- Exercise directions: Pull out every line below that contains the string "path", copying each one in full.

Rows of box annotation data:

+++

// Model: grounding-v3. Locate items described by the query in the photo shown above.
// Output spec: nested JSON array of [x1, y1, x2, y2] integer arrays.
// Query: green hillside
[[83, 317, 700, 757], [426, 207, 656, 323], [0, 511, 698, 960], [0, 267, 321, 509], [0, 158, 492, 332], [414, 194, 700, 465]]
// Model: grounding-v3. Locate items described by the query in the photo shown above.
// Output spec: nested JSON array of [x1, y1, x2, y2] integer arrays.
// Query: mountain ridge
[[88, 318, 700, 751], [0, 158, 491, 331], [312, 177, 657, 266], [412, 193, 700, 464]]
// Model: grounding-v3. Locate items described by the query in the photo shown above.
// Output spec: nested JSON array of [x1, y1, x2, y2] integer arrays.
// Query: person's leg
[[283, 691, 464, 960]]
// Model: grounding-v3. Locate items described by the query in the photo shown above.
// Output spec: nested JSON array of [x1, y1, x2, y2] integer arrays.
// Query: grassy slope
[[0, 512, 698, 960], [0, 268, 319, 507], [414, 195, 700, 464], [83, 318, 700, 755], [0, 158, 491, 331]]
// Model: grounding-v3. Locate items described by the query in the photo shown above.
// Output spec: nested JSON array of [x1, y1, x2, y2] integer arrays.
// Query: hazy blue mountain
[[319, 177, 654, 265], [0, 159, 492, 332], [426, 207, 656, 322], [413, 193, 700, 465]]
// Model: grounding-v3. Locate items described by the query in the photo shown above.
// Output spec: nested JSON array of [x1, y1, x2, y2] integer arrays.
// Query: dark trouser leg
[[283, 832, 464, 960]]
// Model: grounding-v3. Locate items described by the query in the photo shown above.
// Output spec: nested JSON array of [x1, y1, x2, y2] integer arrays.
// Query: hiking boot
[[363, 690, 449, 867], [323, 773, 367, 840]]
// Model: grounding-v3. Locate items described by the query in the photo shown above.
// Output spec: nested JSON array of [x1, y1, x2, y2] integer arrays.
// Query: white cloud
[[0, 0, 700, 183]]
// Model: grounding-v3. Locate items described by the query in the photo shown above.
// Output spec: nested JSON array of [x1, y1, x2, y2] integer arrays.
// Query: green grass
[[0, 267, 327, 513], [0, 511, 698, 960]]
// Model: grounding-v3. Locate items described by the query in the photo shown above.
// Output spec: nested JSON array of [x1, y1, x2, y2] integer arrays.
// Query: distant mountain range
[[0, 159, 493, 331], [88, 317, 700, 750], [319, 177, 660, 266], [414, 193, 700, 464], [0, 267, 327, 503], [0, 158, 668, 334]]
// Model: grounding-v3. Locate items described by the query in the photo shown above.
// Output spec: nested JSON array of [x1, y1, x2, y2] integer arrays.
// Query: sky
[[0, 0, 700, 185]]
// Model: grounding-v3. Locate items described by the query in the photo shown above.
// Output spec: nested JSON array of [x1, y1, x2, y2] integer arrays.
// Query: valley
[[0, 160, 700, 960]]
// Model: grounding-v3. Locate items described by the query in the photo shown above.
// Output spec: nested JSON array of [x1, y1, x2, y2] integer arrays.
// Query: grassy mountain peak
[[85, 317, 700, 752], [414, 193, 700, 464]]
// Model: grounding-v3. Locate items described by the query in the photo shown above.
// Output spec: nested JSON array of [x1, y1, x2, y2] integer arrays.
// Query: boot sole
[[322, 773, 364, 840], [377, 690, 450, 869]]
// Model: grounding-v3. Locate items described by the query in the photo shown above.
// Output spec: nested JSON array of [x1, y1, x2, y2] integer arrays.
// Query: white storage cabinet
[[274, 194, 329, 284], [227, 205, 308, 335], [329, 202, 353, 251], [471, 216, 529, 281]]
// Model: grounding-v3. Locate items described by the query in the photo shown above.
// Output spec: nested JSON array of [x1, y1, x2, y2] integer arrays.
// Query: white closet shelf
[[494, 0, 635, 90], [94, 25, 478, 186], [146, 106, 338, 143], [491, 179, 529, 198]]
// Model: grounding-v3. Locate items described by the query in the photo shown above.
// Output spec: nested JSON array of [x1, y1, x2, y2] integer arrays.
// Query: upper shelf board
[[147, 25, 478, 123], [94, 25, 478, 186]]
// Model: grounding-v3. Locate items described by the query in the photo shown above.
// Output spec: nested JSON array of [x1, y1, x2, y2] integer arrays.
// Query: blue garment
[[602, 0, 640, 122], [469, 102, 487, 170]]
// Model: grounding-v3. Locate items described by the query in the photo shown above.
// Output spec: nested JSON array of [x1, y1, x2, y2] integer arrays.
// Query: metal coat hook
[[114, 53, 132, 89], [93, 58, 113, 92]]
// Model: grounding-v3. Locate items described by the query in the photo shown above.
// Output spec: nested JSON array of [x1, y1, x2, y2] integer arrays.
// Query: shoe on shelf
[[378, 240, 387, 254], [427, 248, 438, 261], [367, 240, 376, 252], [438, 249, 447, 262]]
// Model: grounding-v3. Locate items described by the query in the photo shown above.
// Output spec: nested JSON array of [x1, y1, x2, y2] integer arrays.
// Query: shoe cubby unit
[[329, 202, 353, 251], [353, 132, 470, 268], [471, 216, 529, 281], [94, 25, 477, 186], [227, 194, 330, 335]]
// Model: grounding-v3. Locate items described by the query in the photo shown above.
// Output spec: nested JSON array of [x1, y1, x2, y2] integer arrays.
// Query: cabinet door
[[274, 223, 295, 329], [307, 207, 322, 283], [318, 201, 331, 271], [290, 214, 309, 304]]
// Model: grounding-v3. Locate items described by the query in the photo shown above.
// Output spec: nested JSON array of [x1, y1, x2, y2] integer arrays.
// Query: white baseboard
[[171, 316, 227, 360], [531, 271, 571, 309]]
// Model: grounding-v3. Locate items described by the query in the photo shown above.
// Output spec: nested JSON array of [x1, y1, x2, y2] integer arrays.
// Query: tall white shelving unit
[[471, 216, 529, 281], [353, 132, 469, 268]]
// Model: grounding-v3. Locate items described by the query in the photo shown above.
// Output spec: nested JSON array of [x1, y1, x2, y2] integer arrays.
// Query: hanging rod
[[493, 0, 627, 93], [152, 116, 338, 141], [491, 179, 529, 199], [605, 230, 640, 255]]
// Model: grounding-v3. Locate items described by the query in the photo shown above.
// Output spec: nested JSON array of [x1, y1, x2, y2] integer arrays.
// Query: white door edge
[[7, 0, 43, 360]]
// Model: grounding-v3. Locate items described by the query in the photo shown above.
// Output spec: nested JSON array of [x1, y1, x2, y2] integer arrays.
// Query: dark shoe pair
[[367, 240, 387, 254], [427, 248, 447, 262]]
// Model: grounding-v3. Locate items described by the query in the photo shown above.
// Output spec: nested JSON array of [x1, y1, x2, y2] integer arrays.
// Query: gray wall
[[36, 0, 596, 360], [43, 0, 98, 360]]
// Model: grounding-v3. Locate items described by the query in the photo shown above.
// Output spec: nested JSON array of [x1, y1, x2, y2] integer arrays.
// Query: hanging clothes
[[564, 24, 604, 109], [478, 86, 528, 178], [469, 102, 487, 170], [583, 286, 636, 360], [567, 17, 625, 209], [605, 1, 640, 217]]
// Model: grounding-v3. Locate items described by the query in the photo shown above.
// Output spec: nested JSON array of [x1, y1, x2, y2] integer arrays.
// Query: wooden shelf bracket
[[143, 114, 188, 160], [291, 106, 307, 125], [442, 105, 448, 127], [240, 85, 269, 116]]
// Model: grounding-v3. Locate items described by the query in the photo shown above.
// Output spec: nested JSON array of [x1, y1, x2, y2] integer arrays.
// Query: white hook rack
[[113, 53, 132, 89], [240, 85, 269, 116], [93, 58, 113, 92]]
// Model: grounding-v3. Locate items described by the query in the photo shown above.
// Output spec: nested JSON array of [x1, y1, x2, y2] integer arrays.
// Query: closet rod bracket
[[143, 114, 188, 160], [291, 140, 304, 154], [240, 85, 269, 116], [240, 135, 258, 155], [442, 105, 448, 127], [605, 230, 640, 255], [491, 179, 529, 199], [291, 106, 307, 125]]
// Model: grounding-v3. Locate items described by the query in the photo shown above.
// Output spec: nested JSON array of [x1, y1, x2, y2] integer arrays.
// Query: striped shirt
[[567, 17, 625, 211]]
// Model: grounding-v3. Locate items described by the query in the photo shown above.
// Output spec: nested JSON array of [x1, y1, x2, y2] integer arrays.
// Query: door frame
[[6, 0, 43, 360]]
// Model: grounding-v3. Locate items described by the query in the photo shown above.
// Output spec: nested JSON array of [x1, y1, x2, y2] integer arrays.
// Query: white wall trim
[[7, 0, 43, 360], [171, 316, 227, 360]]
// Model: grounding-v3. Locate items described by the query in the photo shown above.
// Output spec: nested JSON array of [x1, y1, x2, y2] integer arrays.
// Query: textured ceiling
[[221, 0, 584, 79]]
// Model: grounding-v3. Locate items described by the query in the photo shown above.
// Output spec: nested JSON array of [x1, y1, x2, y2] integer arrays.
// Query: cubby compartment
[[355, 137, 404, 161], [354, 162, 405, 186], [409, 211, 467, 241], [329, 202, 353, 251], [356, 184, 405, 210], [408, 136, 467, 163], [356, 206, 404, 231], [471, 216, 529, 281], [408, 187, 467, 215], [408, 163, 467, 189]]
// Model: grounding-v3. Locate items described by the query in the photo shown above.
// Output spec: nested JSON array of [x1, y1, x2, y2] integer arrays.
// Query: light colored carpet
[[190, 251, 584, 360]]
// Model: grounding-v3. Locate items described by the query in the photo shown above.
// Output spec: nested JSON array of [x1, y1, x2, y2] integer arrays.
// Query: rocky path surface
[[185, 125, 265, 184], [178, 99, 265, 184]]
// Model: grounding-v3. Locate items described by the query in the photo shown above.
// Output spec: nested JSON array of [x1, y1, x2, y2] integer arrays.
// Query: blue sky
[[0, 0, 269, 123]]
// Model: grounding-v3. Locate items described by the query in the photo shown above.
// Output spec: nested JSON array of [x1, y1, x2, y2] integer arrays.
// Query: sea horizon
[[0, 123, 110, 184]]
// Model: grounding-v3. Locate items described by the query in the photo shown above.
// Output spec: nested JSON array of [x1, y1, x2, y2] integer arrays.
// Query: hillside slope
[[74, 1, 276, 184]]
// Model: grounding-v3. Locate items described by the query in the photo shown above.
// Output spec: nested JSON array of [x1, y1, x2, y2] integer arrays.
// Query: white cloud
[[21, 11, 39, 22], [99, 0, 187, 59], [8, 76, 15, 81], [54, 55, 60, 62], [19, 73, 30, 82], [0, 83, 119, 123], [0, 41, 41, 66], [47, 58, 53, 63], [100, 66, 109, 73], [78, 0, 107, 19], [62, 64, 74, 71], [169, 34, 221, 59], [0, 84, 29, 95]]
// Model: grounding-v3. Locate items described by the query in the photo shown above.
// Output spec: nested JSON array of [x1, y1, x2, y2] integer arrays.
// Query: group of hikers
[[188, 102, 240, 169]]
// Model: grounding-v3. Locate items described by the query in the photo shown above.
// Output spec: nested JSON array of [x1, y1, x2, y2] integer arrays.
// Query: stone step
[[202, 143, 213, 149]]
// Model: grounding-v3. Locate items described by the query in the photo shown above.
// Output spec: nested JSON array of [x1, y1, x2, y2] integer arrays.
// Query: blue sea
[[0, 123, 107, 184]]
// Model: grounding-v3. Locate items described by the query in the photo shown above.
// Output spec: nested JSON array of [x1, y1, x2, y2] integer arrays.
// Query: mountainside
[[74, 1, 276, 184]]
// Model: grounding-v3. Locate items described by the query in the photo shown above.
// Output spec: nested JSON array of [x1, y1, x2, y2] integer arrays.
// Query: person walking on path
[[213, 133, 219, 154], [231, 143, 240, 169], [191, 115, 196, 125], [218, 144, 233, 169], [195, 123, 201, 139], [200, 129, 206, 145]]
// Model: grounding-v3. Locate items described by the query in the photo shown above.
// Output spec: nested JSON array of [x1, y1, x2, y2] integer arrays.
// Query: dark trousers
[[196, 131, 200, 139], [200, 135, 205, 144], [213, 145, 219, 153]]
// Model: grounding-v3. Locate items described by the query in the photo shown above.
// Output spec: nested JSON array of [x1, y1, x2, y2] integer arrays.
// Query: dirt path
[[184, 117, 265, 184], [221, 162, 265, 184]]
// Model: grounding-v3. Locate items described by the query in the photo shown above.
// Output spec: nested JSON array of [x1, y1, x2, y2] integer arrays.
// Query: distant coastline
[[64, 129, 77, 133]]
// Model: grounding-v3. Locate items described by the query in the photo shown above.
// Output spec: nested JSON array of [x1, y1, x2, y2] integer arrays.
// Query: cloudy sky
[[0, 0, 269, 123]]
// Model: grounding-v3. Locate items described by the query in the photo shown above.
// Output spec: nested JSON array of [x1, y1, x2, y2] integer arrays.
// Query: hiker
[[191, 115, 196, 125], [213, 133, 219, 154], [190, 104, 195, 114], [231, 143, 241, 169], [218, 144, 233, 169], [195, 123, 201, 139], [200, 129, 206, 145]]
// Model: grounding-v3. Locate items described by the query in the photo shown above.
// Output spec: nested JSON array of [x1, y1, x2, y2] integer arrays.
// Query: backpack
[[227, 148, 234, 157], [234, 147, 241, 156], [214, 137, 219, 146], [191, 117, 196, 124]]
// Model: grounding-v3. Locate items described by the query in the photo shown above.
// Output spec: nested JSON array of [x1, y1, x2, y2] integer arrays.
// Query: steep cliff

+++

- Complete answer:
// Query: rocky path surface
// Query: person walking on path
// Query: dirt path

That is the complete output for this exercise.